══ SOURCE PASSAGE

A Carnot engine operates between hot and cold reservoirs with temperatures `527^@ C and -73.0^@ C`, respectively. If the engine performs 1000.0 J of work per cycle, how much heat is extracted per cycle from the hot reservoir?

To solve the problem of how much heat is extracted per cycle from the hot reservoir by a Carnot engine operating between two temperatures, we can follow these steps: ### Step 1: Convert temperatures from Celsius to Kelvin The temperatures of the hot and cold reservoirs are given in degrees Celsius. We need to convert these temperatures to Kelvin using the formula: \[ T(K) = T(°C) + 273.15 \] - For the hot reservoir: \[ T_H = 527°C + 273.15 = 800.15 K \] - For the cold reservoir: \[ T_C = -73°C + 273.15 = 200.15 K \] ### Step 2: Calculate the efficiency of the Carnot engine The efficiency (\( \eta \)) of a Carnot engine is given by the formula: \[ \eta = 1 - \frac{T_C}{T_H} \] Substituting the values we found: \[ \eta = 1 - \frac{200.15}{800.15} \] Calculating this gives: \[ \eta \approx 1 - 0.250 = 0.75 \] So, the efficiency is 75% or \( \frac{3}{4} \). ### Step 3: Use the efficiency to find the heat extracted from the hot reservoir The efficiency of a Carnot engine can also be expressed in terms of work done (W) and heat extracted from the hot reservoir (Q_H): \[ \eta = \frac{W}{Q_H} \] Rearranging this gives: \[ Q_H = \frac{W}{\eta} \] Given that the work done (W) is 1000 J, we can substitute the values: \[ Q_H = \frac{1000 J}{0.75} \] Calculating this gives: \[ Q_H = \frac{1000}{0.75} = 1333.33 J \] ### Conclusion The heat extracted per cycle from the hot reservoir is approximately **1333.33 J**. ---

════
══ ROWS

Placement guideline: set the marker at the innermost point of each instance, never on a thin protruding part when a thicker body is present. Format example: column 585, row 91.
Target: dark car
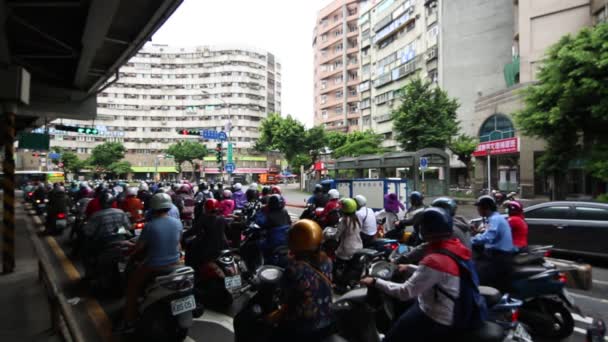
column 571, row 227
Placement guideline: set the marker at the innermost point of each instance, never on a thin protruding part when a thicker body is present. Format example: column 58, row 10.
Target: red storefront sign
column 503, row 146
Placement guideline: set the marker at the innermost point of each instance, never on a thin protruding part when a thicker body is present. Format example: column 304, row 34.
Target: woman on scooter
column 431, row 317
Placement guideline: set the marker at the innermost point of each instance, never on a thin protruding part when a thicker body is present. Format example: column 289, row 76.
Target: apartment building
column 164, row 89
column 336, row 66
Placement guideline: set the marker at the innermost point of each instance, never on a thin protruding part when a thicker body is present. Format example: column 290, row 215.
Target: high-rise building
column 336, row 66
column 164, row 90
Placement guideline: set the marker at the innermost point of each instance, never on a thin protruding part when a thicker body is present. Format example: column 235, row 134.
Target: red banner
column 503, row 146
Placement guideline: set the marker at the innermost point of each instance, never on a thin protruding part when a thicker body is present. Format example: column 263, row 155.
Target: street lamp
column 227, row 127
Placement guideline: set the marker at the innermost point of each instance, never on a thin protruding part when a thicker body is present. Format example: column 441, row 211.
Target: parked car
column 572, row 227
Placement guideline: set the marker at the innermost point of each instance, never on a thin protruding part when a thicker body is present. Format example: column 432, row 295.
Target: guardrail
column 62, row 314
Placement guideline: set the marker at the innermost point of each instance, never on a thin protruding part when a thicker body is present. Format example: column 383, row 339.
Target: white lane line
column 579, row 318
column 601, row 300
column 218, row 318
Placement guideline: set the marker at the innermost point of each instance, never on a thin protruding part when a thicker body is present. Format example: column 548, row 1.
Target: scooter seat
column 491, row 295
column 527, row 271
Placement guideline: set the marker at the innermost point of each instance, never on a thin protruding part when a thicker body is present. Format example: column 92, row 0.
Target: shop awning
column 151, row 169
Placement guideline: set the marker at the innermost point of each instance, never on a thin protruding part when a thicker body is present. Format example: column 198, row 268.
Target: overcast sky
column 283, row 27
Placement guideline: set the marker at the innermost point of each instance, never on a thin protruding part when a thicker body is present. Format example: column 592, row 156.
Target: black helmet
column 486, row 201
column 106, row 200
column 435, row 224
column 251, row 195
column 275, row 202
column 447, row 204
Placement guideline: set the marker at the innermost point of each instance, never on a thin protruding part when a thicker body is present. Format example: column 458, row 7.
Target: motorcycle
column 167, row 309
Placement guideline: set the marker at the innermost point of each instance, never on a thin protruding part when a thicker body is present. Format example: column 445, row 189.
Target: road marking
column 601, row 300
column 96, row 313
column 218, row 318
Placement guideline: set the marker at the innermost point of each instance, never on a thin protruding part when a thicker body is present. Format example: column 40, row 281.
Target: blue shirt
column 161, row 236
column 497, row 235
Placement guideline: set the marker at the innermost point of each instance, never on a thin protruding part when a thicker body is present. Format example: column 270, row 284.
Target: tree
column 463, row 147
column 105, row 154
column 119, row 168
column 568, row 107
column 425, row 118
column 359, row 143
column 187, row 151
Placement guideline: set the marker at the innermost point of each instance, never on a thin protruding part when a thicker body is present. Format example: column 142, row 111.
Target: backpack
column 470, row 309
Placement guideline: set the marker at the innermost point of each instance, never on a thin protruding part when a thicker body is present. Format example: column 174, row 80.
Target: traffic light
column 188, row 132
column 81, row 130
column 219, row 153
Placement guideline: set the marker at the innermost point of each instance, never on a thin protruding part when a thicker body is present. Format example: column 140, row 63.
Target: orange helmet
column 304, row 236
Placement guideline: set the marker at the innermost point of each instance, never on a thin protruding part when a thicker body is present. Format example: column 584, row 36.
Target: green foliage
column 359, row 143
column 425, row 118
column 120, row 168
column 568, row 107
column 187, row 151
column 105, row 154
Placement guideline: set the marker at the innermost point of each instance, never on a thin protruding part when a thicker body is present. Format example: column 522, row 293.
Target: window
column 554, row 212
column 496, row 127
column 591, row 214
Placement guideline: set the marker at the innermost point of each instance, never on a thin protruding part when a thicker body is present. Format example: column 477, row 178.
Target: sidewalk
column 25, row 314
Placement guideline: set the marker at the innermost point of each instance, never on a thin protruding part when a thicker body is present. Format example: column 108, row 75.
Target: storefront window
column 496, row 127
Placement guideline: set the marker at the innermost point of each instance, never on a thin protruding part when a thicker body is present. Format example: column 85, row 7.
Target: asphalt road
column 96, row 314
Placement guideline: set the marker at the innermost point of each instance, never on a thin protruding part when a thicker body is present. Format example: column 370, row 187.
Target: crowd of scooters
column 341, row 273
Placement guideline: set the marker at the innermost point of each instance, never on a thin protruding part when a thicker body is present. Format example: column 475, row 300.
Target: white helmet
column 361, row 200
column 333, row 194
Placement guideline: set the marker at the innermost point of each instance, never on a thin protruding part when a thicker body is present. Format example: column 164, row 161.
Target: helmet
column 349, row 206
column 304, row 236
column 486, row 202
column 227, row 193
column 161, row 201
column 514, row 207
column 333, row 194
column 416, row 197
column 251, row 194
column 275, row 202
column 361, row 200
column 106, row 200
column 435, row 224
column 211, row 205
column 447, row 204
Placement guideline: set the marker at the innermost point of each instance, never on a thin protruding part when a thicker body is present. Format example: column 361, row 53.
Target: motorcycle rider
column 367, row 220
column 239, row 196
column 517, row 222
column 158, row 247
column 133, row 205
column 330, row 214
column 494, row 265
column 436, row 279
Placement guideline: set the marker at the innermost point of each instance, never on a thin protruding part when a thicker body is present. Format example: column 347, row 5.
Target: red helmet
column 212, row 205
column 515, row 208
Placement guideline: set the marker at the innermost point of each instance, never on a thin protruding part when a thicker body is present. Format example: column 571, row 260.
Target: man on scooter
column 435, row 284
column 158, row 247
column 494, row 265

════

**SET OF TASKS**
1/ Name every numbered step heading in the Carnot engine solution.
2/ Recast the paragraph of the Carnot engine solution that begins "A Carnot engine operates" as a short bulleted list of its given facts and what it asks for.
3/ Render this sentence from the Carnot engine solution in Spanish: "If the engine performs 1000.0 J of work per cycle, how much heat is extracted per cycle from the hot reservoir?"

**IN RESPONSE**
1/
- Step 1: Convert temperatures from Celsius to Kelvin
- Step 2: Calculate the efficiency of the Carnot engine
- Step 3: Use the efficiency to find the heat extracted from the hot reservoir

2/
- Device: a Carnot engine working between a hot and a cold reservoir
- Hot reservoir temperature: 527 °C
- Cold reservoir temperature: -73.0 °C
- Work done per cycle: 1000.0 J
- Unknown: the heat extracted per cycle from the hot reservoir

3/ Si el motor realiza 1000.0 J de trabajo por ciclo, ¿cuánto calor se extrae por ciclo del depósito caliente?